Seitenauszug →
★ ★ ★ ★ ★ ★ ★

Schlaglicht Corona (2): Eine haarige Sache

„Na, das sieht doch frisch geschnitten aus, da hinter den Ohren“ – wer hat sich in letzter Zeit nicht bei diesem lästerhaften Gedanken erwischt, etwa beim Anblick top gestylter Fußballprinzen in Großaufnahme, beim stets aufgeweckten Kollegen in der Videokonferenz oder einfach nur am Kühlregal.

Nachdem für lange Wochen fauler Sofadienst als oberste Bürgerpflicht galt, ist nun eine ungeniert zur Schau getragene Nackenmatte Ausdruck höchster Solidarität. Von Glück reden jene wenigen, die über gute Kontakte ins Friseurshandwerk verfügen. Die Wucht der allgemeinen moralischen Verurteilung vermag wohl am fein gezogenen Scheitel zu zerschellen. Aber bleibt das frisurentechnische Hippietum der großen Mehrheit wirklich ohne Folgen?

★ ★ ★ ★ ★ ★ ★

Datensätze →
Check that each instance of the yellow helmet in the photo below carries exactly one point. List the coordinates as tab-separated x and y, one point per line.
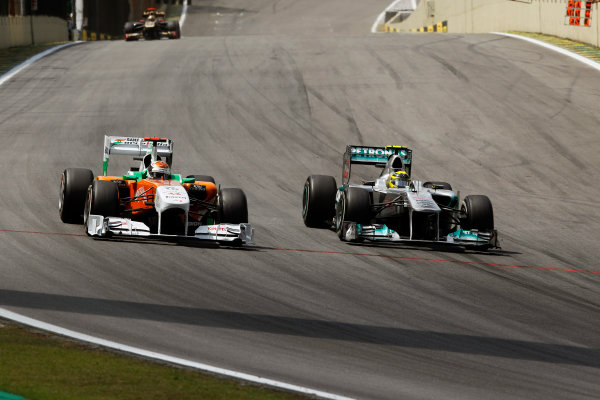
398	179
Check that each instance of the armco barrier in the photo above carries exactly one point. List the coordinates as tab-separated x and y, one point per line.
17	31
481	16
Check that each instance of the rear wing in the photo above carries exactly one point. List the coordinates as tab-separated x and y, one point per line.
137	148
377	156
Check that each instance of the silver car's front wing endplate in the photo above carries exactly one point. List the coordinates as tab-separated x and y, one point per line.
100	226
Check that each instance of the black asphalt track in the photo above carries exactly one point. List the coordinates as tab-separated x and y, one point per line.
262	96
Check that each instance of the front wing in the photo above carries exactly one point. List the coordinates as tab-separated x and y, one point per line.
351	231
100	226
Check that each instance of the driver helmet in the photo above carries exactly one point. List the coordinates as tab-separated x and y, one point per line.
159	170
398	179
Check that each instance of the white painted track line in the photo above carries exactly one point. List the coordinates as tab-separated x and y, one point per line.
6	76
560	50
162	357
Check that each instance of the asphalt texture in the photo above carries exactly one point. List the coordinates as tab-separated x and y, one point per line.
261	97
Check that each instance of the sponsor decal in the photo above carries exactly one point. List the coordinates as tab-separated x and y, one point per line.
215	229
371	151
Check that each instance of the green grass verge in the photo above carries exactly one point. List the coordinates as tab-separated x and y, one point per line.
583	49
42	366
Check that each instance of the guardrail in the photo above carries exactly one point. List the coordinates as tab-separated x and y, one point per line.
575	20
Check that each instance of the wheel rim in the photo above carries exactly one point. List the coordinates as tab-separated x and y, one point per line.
305	200
61	196
87	207
339	213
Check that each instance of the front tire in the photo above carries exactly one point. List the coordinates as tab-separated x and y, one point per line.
318	200
233	206
479	213
74	183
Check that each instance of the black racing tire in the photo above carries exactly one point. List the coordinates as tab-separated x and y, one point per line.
128	27
233	206
479	213
318	200
355	206
438	185
74	183
102	199
202	178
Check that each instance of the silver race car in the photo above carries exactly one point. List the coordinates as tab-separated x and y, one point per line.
394	207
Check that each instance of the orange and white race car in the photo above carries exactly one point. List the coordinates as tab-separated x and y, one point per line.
150	201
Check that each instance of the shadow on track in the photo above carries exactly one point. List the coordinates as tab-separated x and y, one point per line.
347	332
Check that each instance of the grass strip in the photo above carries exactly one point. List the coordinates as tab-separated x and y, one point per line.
583	49
42	366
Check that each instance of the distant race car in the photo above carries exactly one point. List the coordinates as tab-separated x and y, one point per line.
151	202
394	207
152	26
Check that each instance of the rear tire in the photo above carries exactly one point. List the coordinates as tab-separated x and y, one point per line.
355	207
479	213
318	200
233	206
74	183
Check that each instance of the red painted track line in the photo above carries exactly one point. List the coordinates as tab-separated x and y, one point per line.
582	271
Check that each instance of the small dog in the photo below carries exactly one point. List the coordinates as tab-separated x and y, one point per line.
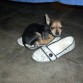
41	34
55	30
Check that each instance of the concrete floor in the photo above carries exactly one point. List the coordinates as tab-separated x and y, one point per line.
16	64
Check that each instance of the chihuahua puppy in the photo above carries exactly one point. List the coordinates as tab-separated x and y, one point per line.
34	33
41	34
55	30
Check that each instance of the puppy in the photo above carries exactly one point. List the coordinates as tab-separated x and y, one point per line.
55	30
34	33
41	34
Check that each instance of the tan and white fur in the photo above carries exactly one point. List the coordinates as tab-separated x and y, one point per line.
55	27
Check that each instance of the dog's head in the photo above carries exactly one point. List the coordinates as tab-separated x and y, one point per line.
55	26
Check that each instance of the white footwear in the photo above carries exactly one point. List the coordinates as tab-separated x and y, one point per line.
54	50
19	41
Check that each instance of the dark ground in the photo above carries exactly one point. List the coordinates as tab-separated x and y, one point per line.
16	64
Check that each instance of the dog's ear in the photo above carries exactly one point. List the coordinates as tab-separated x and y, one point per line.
47	19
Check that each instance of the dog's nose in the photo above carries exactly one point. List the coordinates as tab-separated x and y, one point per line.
57	33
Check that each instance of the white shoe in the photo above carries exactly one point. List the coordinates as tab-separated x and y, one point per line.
54	50
19	41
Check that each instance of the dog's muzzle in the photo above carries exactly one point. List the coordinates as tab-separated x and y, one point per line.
45	35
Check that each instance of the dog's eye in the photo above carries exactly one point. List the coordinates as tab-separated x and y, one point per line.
52	27
60	27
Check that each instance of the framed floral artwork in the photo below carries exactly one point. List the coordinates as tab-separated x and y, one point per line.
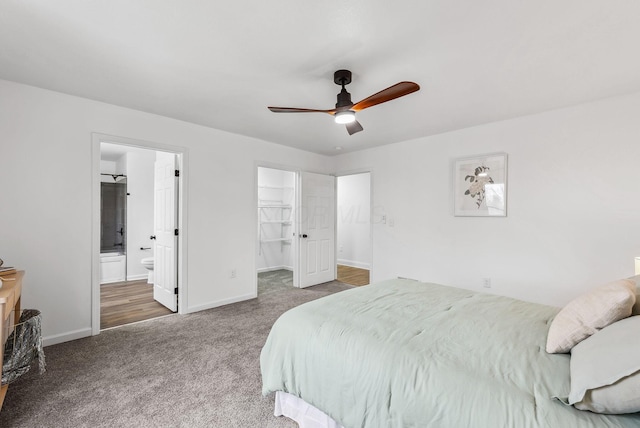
480	186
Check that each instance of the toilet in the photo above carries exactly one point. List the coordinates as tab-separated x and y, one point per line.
147	262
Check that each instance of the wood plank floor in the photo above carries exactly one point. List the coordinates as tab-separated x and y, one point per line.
353	276
126	302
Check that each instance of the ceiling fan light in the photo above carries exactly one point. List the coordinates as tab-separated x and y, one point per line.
346	116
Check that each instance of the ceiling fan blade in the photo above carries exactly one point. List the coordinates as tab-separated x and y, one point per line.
299	110
391	93
354	127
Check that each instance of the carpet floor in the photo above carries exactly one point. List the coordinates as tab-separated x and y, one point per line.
196	370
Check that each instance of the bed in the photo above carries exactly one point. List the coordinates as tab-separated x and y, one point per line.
403	353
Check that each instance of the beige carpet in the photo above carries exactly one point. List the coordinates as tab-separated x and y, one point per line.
197	370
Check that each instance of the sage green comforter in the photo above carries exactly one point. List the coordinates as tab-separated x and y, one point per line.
403	353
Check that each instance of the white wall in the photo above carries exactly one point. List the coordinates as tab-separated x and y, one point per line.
140	166
46	143
573	211
353	221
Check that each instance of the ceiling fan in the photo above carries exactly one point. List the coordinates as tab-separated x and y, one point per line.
345	111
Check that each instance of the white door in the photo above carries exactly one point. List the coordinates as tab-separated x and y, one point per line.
316	233
165	227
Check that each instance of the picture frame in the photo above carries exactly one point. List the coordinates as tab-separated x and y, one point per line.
480	186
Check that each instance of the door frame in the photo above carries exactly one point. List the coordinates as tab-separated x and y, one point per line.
371	214
183	161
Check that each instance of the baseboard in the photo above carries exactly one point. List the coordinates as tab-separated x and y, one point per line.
274	268
351	263
66	337
217	303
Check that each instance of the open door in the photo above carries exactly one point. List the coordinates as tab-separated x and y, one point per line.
165	226
316	233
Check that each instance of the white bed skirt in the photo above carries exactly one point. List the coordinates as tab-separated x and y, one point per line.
302	412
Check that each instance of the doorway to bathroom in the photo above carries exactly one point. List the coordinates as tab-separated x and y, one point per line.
138	262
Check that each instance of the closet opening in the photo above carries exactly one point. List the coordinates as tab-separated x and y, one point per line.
276	246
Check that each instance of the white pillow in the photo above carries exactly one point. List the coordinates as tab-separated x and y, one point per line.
636	307
589	313
605	370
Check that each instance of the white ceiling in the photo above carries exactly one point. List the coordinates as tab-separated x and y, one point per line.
221	63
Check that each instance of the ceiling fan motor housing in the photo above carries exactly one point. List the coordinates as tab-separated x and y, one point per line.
342	78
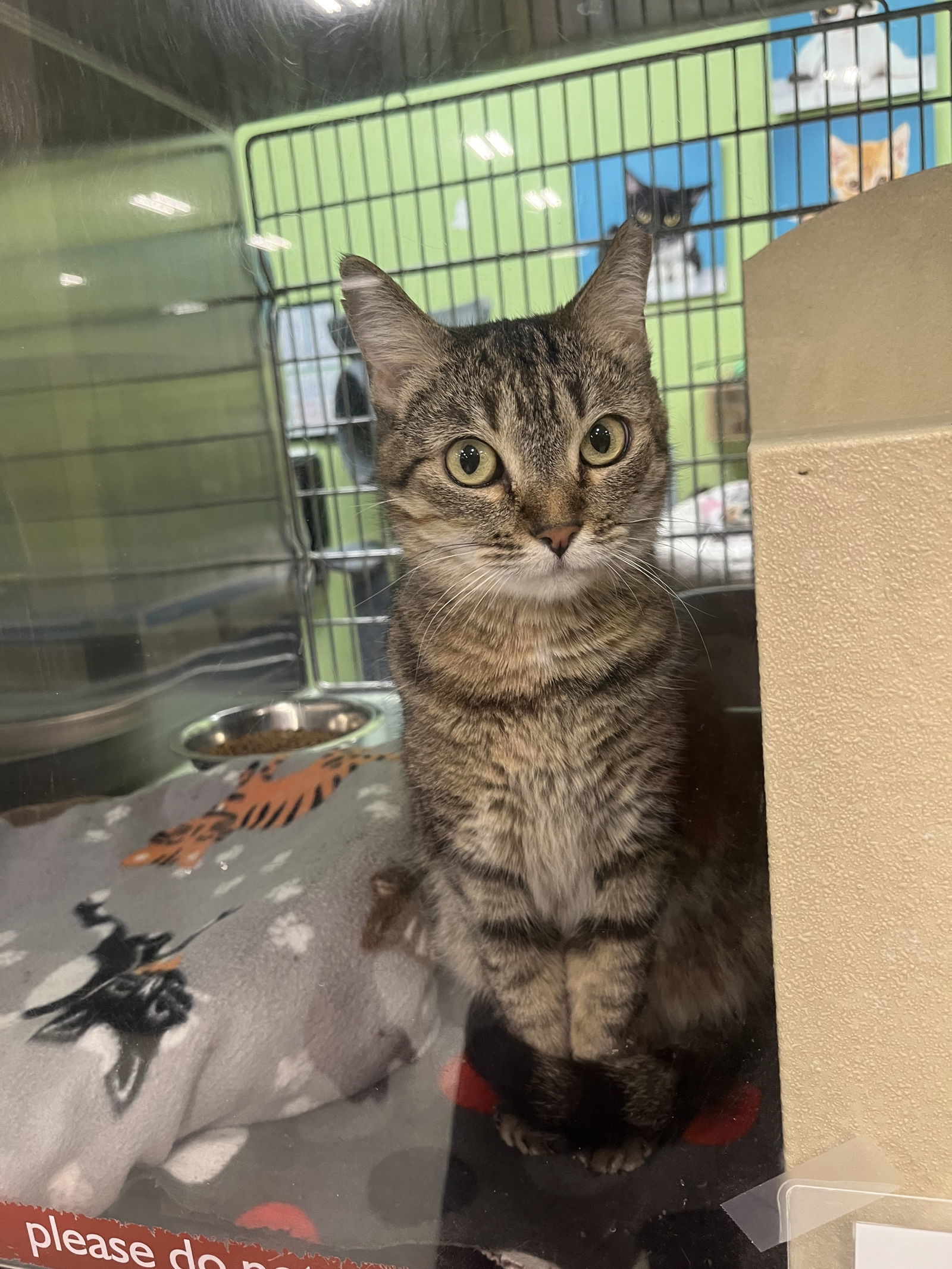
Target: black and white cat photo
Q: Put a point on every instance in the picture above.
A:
(665, 214)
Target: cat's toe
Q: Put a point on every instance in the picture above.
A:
(525, 1139)
(610, 1160)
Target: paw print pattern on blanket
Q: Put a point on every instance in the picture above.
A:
(262, 798)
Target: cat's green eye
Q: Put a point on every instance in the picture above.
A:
(605, 442)
(472, 462)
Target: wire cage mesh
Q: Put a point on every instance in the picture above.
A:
(498, 201)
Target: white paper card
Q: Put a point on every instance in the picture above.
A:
(887, 1246)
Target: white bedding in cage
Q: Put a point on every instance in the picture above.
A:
(706, 538)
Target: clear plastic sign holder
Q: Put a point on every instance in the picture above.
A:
(838, 1227)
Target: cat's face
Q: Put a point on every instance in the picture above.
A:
(844, 12)
(526, 457)
(854, 169)
(658, 210)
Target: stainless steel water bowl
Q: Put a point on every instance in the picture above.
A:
(348, 721)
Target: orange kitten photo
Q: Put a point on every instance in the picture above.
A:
(857, 168)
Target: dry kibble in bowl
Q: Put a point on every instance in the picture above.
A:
(271, 741)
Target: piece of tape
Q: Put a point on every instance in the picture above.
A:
(841, 1180)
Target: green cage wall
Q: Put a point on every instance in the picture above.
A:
(471, 197)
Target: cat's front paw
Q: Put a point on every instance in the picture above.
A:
(608, 1160)
(526, 1139)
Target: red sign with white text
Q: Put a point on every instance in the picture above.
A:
(58, 1240)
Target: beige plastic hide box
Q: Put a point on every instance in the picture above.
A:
(850, 362)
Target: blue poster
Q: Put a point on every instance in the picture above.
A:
(853, 64)
(832, 161)
(674, 193)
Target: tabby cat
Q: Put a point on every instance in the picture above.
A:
(525, 463)
(856, 168)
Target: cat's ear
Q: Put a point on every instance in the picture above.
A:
(900, 149)
(610, 310)
(395, 337)
(631, 184)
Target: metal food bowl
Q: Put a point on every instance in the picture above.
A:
(348, 721)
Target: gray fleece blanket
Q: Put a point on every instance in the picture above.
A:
(220, 950)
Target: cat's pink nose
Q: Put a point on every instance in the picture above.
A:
(558, 537)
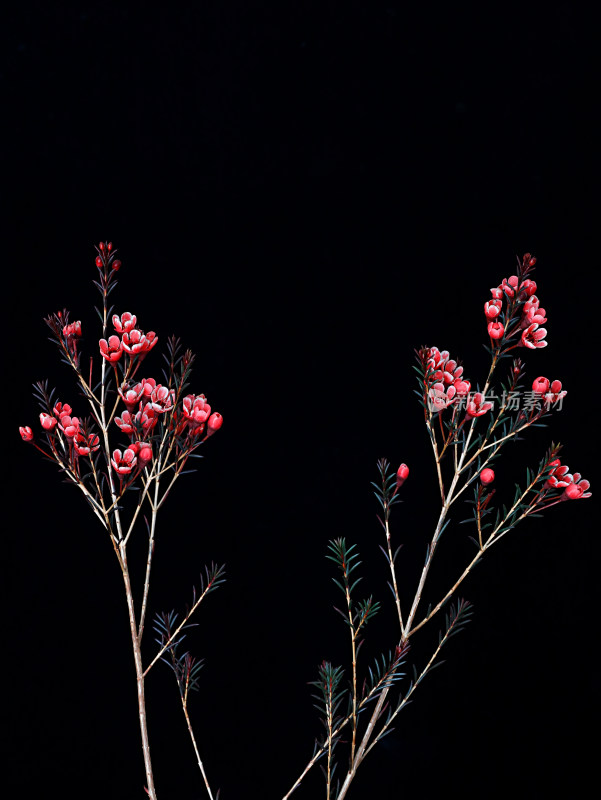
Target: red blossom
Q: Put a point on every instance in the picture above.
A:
(162, 399)
(533, 336)
(69, 425)
(487, 476)
(111, 350)
(540, 385)
(556, 394)
(196, 410)
(440, 398)
(131, 395)
(48, 422)
(477, 406)
(462, 388)
(527, 288)
(146, 418)
(126, 423)
(73, 330)
(124, 323)
(495, 330)
(534, 314)
(145, 454)
(402, 475)
(124, 463)
(150, 341)
(509, 285)
(215, 421)
(148, 387)
(85, 446)
(134, 342)
(577, 488)
(559, 477)
(60, 409)
(492, 309)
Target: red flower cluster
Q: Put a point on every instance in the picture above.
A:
(133, 341)
(446, 382)
(574, 487)
(513, 291)
(62, 417)
(552, 392)
(446, 385)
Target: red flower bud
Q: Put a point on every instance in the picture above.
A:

★ ★ ★ ★ ★ ★ ★

Zu bearbeiten →
a) Prüfen Sie, ob die Aussagen (i) bis (iii) mit dem Auszug über Frisuren in der Corona-Zeit übereinstimmen, und antworten Sie jeweils mit Ja oder Nein samt den entscheidenden Worten des Auszugs als wörtlichem Zitat.
(i) Lange Wochen galt fauler Sofadienst als oberste Bürgerpflicht.
(ii) Die meisten Menschen verfügen über gute Kontakte ins Friseurhandwerk.
(iii) Eine ungeniert zur Schau getragene Nackenmatte gilt inzwischen als Ausdruck höchster Solidarität.
b) Führen Sie den Auszug über Frisuren in der Corona-Zeit nach seinem letzten Satz fort.
Die Liste stammt aus einer anderen Quelle.

Erwartete Antworten →
a)
(i) Ja: „Nachdem für lange Wochen fauler Sofadienst als oberste Bürgerpflicht galt“
(ii) Nein: „Von Glück reden jene wenigen, die über gute Kontakte ins Friseurshandwerk verfügen.“
(iii) Ja: „ist nun eine ungeniert zur Schau getragene Nackenmatte Ausdruck höchster Solidarität“

b)
Nun genießt selbst bei reichlich uneitlen Zeitgenossen die Pflege der Haarpracht (beziehungsweise die Verwaltung ihres Schicksals) hohen Stellenwert. Dass die Frisurenfrage mehr ist als nur Haarspalterei, beweist ein Blick in die Geschichte: So errichteten die antiken Griechen Tribunale, um über das gepflegte Erscheinen der Bürgerschaft zu befinden. Zeitgleich waren in Rom geschäftstüchtige Liebesdamen an ihren besonders verlockenden Locken zu erkennen.

Es scheint also menschheitsgeschichtlich angelegt, dass das Haarwerk nicht bloß reines Privatvergnügen, sondern ein soziales Statement ist. Mit anderen Worten: Die Trimmung des Einzelnen liegt im Interesse aller.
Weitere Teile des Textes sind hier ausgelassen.